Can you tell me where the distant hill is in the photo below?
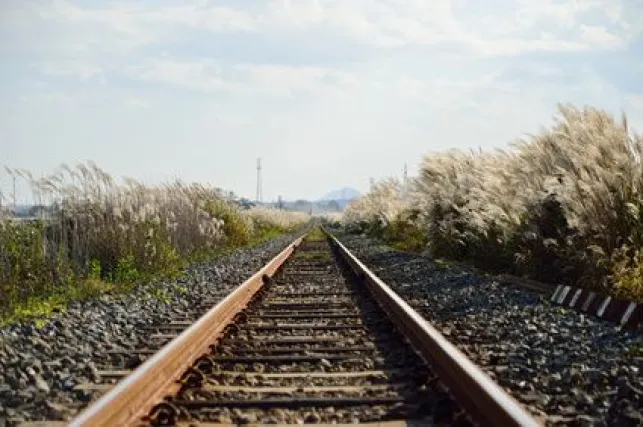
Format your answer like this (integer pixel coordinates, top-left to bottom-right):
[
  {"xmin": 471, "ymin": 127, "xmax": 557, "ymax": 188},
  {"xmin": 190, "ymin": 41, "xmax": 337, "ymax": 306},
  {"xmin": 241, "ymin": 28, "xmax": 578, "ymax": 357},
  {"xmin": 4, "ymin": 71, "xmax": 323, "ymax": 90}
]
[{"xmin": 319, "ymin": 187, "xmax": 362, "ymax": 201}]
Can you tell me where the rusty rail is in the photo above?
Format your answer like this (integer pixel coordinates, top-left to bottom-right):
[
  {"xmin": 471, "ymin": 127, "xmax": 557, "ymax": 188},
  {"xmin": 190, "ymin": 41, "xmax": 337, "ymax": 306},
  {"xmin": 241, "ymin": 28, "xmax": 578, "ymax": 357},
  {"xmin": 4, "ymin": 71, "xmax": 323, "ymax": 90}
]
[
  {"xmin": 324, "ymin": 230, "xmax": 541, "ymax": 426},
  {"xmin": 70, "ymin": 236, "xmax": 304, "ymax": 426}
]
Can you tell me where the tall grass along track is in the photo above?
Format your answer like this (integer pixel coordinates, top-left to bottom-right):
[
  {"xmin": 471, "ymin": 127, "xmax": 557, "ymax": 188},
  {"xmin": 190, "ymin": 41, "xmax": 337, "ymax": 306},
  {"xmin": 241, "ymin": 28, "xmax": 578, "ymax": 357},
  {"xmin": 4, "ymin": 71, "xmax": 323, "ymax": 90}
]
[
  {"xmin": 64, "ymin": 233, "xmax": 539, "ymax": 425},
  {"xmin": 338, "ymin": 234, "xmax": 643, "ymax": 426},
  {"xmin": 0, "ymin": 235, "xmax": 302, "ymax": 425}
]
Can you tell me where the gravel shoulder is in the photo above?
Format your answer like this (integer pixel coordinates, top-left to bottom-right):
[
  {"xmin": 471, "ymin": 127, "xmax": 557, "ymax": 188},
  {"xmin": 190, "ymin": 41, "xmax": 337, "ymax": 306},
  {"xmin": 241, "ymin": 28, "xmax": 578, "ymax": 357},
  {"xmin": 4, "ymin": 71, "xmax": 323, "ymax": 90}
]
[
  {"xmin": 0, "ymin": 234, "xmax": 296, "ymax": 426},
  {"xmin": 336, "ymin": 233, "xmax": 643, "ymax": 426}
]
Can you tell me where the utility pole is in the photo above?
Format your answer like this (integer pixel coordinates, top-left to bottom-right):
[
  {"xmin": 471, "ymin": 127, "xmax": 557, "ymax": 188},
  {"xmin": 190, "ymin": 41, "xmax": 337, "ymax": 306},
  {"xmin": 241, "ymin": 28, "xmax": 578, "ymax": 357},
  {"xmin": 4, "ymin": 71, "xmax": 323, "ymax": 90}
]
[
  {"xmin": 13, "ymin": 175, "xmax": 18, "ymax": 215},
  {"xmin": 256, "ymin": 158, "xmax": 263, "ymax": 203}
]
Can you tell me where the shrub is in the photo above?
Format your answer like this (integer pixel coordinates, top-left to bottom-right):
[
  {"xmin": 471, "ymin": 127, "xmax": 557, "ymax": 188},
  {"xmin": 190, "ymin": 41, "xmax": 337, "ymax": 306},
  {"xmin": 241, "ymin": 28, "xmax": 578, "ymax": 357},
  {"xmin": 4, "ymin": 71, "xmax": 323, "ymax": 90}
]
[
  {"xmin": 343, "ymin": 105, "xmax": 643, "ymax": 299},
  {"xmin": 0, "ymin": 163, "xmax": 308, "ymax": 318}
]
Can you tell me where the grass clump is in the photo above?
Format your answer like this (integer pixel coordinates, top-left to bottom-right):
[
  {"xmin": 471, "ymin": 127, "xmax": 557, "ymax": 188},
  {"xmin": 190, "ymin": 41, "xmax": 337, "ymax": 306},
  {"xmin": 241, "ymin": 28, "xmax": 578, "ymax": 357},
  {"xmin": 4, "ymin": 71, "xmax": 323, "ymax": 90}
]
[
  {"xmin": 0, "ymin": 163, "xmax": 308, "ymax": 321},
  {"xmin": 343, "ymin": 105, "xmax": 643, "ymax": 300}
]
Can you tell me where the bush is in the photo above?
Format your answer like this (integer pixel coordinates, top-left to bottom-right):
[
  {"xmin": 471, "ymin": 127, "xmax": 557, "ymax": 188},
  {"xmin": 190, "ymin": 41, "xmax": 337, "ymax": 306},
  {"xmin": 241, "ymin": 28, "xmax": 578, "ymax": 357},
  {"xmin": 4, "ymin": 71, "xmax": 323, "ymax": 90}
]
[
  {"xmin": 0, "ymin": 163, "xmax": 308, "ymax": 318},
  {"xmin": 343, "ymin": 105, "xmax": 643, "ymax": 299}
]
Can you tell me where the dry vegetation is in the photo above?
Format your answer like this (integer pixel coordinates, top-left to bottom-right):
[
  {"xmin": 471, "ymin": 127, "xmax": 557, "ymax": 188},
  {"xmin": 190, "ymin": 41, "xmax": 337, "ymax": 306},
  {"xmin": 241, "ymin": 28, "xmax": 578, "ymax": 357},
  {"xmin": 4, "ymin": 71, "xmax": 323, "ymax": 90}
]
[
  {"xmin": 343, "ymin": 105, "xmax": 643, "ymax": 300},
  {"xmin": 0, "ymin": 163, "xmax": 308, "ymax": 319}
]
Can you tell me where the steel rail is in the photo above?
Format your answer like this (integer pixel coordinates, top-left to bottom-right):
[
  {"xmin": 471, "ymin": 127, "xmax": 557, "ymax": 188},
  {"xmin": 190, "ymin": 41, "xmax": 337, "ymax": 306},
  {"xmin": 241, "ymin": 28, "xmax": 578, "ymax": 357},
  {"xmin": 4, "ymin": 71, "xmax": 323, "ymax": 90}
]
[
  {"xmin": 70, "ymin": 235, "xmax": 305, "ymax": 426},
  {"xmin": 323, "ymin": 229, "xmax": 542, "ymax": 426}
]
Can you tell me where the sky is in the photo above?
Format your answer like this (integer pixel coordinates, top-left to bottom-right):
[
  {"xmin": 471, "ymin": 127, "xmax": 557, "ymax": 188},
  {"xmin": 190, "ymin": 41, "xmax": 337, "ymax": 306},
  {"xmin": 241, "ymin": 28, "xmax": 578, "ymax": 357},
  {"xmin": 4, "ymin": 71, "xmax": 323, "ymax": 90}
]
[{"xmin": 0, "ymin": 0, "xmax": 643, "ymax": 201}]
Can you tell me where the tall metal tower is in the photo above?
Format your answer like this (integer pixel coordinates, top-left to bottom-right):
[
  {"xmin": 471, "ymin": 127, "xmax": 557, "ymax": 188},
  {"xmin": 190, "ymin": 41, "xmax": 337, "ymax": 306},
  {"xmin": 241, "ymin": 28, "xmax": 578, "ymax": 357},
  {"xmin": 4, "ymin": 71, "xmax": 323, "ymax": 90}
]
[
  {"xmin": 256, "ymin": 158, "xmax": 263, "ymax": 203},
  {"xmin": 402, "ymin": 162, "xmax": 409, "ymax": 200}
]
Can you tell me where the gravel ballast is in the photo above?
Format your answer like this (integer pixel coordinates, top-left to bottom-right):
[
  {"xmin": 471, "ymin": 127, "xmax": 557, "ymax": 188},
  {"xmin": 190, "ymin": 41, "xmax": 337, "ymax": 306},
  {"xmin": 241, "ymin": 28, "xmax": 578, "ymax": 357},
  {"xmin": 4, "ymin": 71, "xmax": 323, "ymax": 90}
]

(GIVEN EXERCISE) Echo the material above verbatim, from first line to last. Omit any picture from your output.

(PROBLEM SOLUTION)
Can you tell me where the distant hill is in the photo below?
Format your answer like this (integer pixel coordinates, top-left to bottom-right):
[
  {"xmin": 471, "ymin": 127, "xmax": 557, "ymax": 188},
  {"xmin": 190, "ymin": 41, "xmax": 337, "ymax": 306},
  {"xmin": 241, "ymin": 28, "xmax": 578, "ymax": 357},
  {"xmin": 4, "ymin": 71, "xmax": 323, "ymax": 90}
]
[{"xmin": 319, "ymin": 187, "xmax": 362, "ymax": 201}]
Can you tell me where the rusty rail is in the photo above?
Format your answer like this (integer pixel coordinates, top-left to bottom-right):
[
  {"xmin": 471, "ymin": 127, "xmax": 557, "ymax": 188},
  {"xmin": 190, "ymin": 41, "xmax": 337, "ymax": 306},
  {"xmin": 241, "ymin": 28, "xmax": 578, "ymax": 357},
  {"xmin": 4, "ymin": 71, "xmax": 323, "ymax": 90}
]
[
  {"xmin": 324, "ymin": 230, "xmax": 541, "ymax": 426},
  {"xmin": 70, "ymin": 236, "xmax": 304, "ymax": 426}
]
Can you tell me where the tall grass along track is in the photo above?
Format your answer like this (integer pixel coordinates, top-left to bottom-right):
[
  {"xmin": 471, "ymin": 127, "xmax": 557, "ymax": 188},
  {"xmin": 190, "ymin": 41, "xmax": 337, "ymax": 306},
  {"xmin": 241, "ymin": 28, "xmax": 578, "ymax": 357},
  {"xmin": 4, "ymin": 71, "xmax": 323, "ymax": 90}
]
[
  {"xmin": 64, "ymin": 233, "xmax": 539, "ymax": 425},
  {"xmin": 338, "ymin": 234, "xmax": 643, "ymax": 426},
  {"xmin": 0, "ymin": 235, "xmax": 302, "ymax": 425}
]
Can you tell me where the gravel shoulder is in the photo above?
Format your answer like this (integer pixel coordinates, top-left to bottom-right):
[
  {"xmin": 471, "ymin": 127, "xmax": 557, "ymax": 188},
  {"xmin": 190, "ymin": 41, "xmax": 337, "ymax": 306},
  {"xmin": 241, "ymin": 28, "xmax": 578, "ymax": 357},
  {"xmin": 4, "ymin": 71, "xmax": 323, "ymax": 90}
]
[
  {"xmin": 0, "ymin": 234, "xmax": 296, "ymax": 426},
  {"xmin": 336, "ymin": 233, "xmax": 643, "ymax": 426}
]
Can you tell me where the utility pole is in the photo above?
Format your answer like this (integer pixel coordinates, top-left to bottom-right):
[
  {"xmin": 471, "ymin": 127, "xmax": 557, "ymax": 188},
  {"xmin": 190, "ymin": 41, "xmax": 337, "ymax": 306},
  {"xmin": 241, "ymin": 28, "xmax": 578, "ymax": 357},
  {"xmin": 4, "ymin": 71, "xmax": 323, "ymax": 90}
]
[
  {"xmin": 13, "ymin": 175, "xmax": 18, "ymax": 215},
  {"xmin": 256, "ymin": 158, "xmax": 263, "ymax": 203}
]
Can you tell me where the shrub is in the photo above?
Format your answer like this (integer pixel coordinates, top-left to bottom-right):
[
  {"xmin": 471, "ymin": 127, "xmax": 557, "ymax": 188},
  {"xmin": 190, "ymin": 41, "xmax": 337, "ymax": 306},
  {"xmin": 241, "ymin": 28, "xmax": 578, "ymax": 357},
  {"xmin": 4, "ymin": 71, "xmax": 323, "ymax": 90}
]
[
  {"xmin": 343, "ymin": 105, "xmax": 643, "ymax": 299},
  {"xmin": 0, "ymin": 163, "xmax": 308, "ymax": 318}
]
Can you tell me where the grass clump is in the photo above?
Format your answer like this (integer pixel coordinates, top-left to bottom-right):
[
  {"xmin": 471, "ymin": 127, "xmax": 557, "ymax": 188},
  {"xmin": 190, "ymin": 41, "xmax": 337, "ymax": 306},
  {"xmin": 241, "ymin": 28, "xmax": 578, "ymax": 357},
  {"xmin": 4, "ymin": 71, "xmax": 323, "ymax": 90}
]
[
  {"xmin": 0, "ymin": 163, "xmax": 308, "ymax": 321},
  {"xmin": 343, "ymin": 105, "xmax": 643, "ymax": 300}
]
Can you tell me where the bush is in the photo above?
Format your answer like this (integer pixel coordinates, top-left to bottom-right):
[
  {"xmin": 471, "ymin": 127, "xmax": 557, "ymax": 188},
  {"xmin": 190, "ymin": 41, "xmax": 337, "ymax": 306},
  {"xmin": 241, "ymin": 28, "xmax": 578, "ymax": 357},
  {"xmin": 4, "ymin": 71, "xmax": 323, "ymax": 90}
]
[
  {"xmin": 0, "ymin": 163, "xmax": 308, "ymax": 318},
  {"xmin": 343, "ymin": 105, "xmax": 643, "ymax": 299}
]
Can you tell me where the dry vegetation is in the photo above?
Format your answer like this (integer pixel coordinates, top-left to bottom-right):
[
  {"xmin": 471, "ymin": 127, "xmax": 557, "ymax": 188},
  {"xmin": 190, "ymin": 41, "xmax": 337, "ymax": 306},
  {"xmin": 241, "ymin": 28, "xmax": 578, "ymax": 357},
  {"xmin": 4, "ymin": 71, "xmax": 323, "ymax": 90}
]
[
  {"xmin": 343, "ymin": 105, "xmax": 643, "ymax": 300},
  {"xmin": 0, "ymin": 163, "xmax": 308, "ymax": 319}
]
Can you tell me where the steel rail is in the photo above?
Format your answer like this (integer pixel coordinates, top-left to bottom-right):
[
  {"xmin": 471, "ymin": 127, "xmax": 557, "ymax": 188},
  {"xmin": 190, "ymin": 41, "xmax": 337, "ymax": 306},
  {"xmin": 241, "ymin": 28, "xmax": 578, "ymax": 357},
  {"xmin": 4, "ymin": 71, "xmax": 323, "ymax": 90}
]
[
  {"xmin": 70, "ymin": 235, "xmax": 305, "ymax": 426},
  {"xmin": 323, "ymin": 229, "xmax": 542, "ymax": 426}
]
Can you tell me where the sky is in the photo above?
Format your answer like this (integer pixel coordinates, top-left to bottom-right):
[
  {"xmin": 471, "ymin": 127, "xmax": 557, "ymax": 188},
  {"xmin": 190, "ymin": 41, "xmax": 337, "ymax": 306},
  {"xmin": 241, "ymin": 28, "xmax": 578, "ymax": 357},
  {"xmin": 4, "ymin": 71, "xmax": 323, "ymax": 90}
]
[{"xmin": 0, "ymin": 0, "xmax": 643, "ymax": 201}]
Can you tell me where the tall metal tower is in the photo above?
Format your answer like this (integer pixel coordinates, top-left to bottom-right):
[
  {"xmin": 471, "ymin": 127, "xmax": 557, "ymax": 188},
  {"xmin": 190, "ymin": 41, "xmax": 337, "ymax": 306},
  {"xmin": 241, "ymin": 28, "xmax": 578, "ymax": 357},
  {"xmin": 4, "ymin": 71, "xmax": 323, "ymax": 90}
]
[
  {"xmin": 256, "ymin": 158, "xmax": 263, "ymax": 203},
  {"xmin": 402, "ymin": 162, "xmax": 409, "ymax": 200}
]
Can you tell me where the gravel ballast is in the photo above?
Format your answer like this (integer pixel coordinates, top-left to bottom-right):
[
  {"xmin": 471, "ymin": 127, "xmax": 557, "ymax": 188},
  {"xmin": 190, "ymin": 41, "xmax": 337, "ymax": 306},
  {"xmin": 241, "ymin": 28, "xmax": 578, "ymax": 357},
  {"xmin": 4, "ymin": 71, "xmax": 323, "ymax": 90}
]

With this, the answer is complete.